### PROBLEM DESCRIPTION
Please rescale the items below, starting at the line that contains "texture visible in" and continuing through the end of the items, and write those lines out again with their requests. Multiply every coordinate in the answers by 0.3 and round to whole numbers, with halves rounding up.

Stored entries
━━━

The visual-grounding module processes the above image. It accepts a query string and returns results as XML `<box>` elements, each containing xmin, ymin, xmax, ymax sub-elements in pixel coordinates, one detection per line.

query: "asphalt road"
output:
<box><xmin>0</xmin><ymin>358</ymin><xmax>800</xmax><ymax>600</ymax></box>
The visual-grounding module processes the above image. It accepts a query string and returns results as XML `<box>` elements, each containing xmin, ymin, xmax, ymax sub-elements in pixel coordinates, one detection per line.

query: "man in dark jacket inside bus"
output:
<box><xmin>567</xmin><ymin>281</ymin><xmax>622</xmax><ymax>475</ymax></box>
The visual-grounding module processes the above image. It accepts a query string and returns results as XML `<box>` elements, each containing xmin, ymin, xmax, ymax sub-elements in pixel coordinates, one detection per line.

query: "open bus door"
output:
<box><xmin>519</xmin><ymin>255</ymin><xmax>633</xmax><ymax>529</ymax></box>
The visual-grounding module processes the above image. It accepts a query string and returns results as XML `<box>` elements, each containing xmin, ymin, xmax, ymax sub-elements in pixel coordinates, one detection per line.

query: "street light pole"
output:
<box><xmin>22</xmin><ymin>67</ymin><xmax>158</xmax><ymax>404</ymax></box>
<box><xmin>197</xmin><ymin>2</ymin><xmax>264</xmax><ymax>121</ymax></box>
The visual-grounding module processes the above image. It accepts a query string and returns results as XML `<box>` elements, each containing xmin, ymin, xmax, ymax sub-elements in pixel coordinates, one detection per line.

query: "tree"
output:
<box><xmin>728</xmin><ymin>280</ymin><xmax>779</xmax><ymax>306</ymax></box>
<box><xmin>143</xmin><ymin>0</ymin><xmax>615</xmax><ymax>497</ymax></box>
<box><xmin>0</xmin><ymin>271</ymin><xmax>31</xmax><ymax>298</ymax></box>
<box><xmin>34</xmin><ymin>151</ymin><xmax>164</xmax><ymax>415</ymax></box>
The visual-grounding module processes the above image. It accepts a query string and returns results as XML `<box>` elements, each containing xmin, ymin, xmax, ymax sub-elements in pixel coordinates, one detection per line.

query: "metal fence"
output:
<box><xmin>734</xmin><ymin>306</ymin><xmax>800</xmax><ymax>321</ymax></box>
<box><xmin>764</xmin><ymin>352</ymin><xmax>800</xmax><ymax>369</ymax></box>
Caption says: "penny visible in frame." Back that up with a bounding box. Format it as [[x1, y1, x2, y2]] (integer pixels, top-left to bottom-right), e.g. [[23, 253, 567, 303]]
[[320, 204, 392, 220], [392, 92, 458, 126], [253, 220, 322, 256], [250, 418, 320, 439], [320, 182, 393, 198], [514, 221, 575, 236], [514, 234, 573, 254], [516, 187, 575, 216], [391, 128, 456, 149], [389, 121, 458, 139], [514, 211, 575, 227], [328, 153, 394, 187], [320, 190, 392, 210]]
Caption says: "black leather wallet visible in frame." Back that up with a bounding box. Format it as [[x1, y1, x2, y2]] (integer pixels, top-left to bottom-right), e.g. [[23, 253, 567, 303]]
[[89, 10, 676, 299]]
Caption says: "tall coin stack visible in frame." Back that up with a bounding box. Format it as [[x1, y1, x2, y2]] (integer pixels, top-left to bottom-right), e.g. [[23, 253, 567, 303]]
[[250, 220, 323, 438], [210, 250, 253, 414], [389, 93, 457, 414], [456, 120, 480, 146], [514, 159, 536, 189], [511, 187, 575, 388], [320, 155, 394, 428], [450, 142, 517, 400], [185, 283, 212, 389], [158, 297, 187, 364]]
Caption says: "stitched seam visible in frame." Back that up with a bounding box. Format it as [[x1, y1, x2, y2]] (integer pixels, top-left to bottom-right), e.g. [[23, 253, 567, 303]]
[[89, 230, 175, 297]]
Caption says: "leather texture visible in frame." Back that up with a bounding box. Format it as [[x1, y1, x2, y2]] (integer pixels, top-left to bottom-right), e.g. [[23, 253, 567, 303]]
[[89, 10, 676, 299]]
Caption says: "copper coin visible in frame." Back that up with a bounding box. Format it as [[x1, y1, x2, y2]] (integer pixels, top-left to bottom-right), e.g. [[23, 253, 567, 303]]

━━━

### RESULT
Caption says: "leather texture visible in frame." Back that up with a bounding box. Format it as [[x1, y1, x2, y2]] (integer pixels, top-left to bottom-right), e.g. [[23, 253, 567, 303]]
[[27, 3, 203, 90]]
Caption says: "copper coin visible in frame." Back that up with a bounding box. Format it as [[x1, y1, x2, y2]] (integer pixels, top-left to bottom-right), e.g. [[23, 253, 567, 303]]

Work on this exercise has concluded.